» GOAL:
Pick out each line in the listing below that contains the string "carrying" and copy those lines.

» PROVIDED DATA:
————
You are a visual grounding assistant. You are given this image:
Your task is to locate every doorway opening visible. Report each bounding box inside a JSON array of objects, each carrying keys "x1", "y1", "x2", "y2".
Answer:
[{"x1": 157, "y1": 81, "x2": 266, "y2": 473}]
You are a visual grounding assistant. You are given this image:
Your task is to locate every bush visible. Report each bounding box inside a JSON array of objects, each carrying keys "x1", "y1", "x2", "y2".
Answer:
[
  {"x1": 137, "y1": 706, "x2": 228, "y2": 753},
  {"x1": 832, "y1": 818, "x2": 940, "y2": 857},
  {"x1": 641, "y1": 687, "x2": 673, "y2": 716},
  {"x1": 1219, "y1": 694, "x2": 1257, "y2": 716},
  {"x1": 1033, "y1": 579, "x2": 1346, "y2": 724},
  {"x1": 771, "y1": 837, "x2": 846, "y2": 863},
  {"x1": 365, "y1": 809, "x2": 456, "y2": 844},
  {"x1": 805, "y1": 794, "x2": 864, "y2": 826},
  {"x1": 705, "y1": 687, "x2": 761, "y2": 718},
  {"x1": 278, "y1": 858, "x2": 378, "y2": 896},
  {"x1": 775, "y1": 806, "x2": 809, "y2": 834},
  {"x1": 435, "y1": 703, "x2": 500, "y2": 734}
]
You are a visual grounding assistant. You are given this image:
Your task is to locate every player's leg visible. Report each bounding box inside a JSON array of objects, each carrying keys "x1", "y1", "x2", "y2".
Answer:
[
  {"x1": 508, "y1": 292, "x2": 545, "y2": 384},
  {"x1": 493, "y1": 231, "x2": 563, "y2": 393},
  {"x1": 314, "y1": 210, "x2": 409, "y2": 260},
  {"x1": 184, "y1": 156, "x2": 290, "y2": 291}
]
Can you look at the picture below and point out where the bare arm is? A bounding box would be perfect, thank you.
————
» SOLUTION TO THIS EXERCISE:
Your task is to locate every doorway opening visible. Report each bounding box inside a JSON array of objects, each carrying keys "x1", "y1", "x2", "y2".
Your task is to locate every bush visible. Report each bounding box inside a JSON array of objects, each carrying keys "x1", "y1", "x2", "y2".
Your task is to locate every player's leg visible. Report each bounding box inside a JSON array of objects, each carrying keys "x1", "y1", "x2", "y2".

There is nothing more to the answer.